Excerpt:
In April 205 Liu Bang used this action to declare a war of vengeance against Xiang Yu, dressing in white robes and holding a mourning ceremony for three days. He then sent envoys with the following message to the other kings in China: "The Acting Emperor is the emperor over all the people. We are all his subjects and should place ourselves in his service. Now Xiang Yu has removed the Acting Emperor to the south of the Yangtze River and had him killed in the river. He has committed a serious crime. I have sent all the troops in the area of Guanzhong and the armies of Henei, Henan, and Hedong areas to embark on an expedition together with the forces of the kings of all the states against the one who has ordered the assassination of the Acting Emperor." The Zhao general Chen Yu also sent troops to assist Liu Bang after the latter pretended to have executed the Zhao political exile Zhang Er. The Han General-in-Chief Han Xin remained in Guanzhong to continue the siege of Zhang Han, the former Qin general and current king of Yong, in Feiqiu.

== Han Invasion ==
A massive coalition led by Liu Bang, supposedly consisting of 560,000 troops, converged on the Chu capital of Pengcheng from three directions. A northern army under Cao Shen, Fan Kuai, Zhou Bo and Guan Ying started from Henei, marched to Xiuwu, crossed the Yellow River at the port of Baima, and marched south-east to Dingtao, where they defeated a Chu army under the generals Long Ju and Xiang Tuo before marching to Dang and Xiao. The southern army under Wang Ling, Xue Ou and Wang Xi had already marched to the garrisoned city of Yangxia, which they attacked and captured. The middle army was led by Liu Bang himself, who was accompanied by his advisors Zhang Liang and Chen Ping, the Minister Coachman Xiahou Ying, the generals Jin Xi and Lu Wan, the vassal kings Haan Xin (King of Haan) and Wei Bao (King of Western Wei), the Zhao political exile Zhang Er (originally the King of Changshan), and former kings who had surrendered to Liu Bang, namely Sima Xin of Sai, Dong Yi of Zhai, Shen Yang of Henan, and Sima Ang of Yin. They captured Quyu and marched on Pengcheng via Waihuang. En route, Liu Bang was joined by the warlord Peng Yue, formerly an ally of Tian Rong, whom he made the Prime Minister of Wei and sent north to recapture towns and cities in the former Wei region of Liang. The three armies reached Pengcheng and captured the city.

Exercise instructions:
a) Answer these questions using the excerpt on Liu Bang's war against Xiang Yu:
(i) For how many days did Liu Bang hold a mourning ceremony?
(ii) Where did Han Xin remain?
(iii) At which port did the northern army cross the Yellow River?
b) List every line of the records that contains the word "queried", treating uppercase and lowercase as different.

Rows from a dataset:
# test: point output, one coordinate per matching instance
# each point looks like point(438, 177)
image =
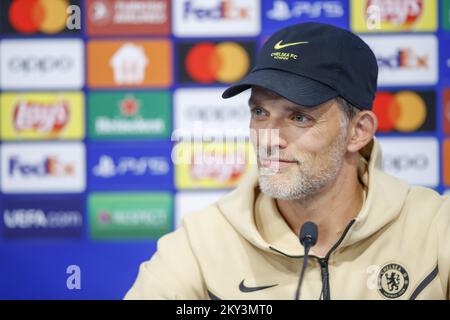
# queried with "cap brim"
point(298, 89)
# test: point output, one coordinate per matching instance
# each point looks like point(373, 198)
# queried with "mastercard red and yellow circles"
point(31, 16)
point(224, 62)
point(404, 111)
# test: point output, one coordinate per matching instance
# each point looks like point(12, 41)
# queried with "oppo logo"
point(405, 162)
point(40, 64)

Answers in order:
a)
(i) Three days.
(ii) Guanzhong.
(iii) Baima.

b)
# queried with "cap brim"
# queried with "mastercard red and yellow circles"
# queried with "oppo logo"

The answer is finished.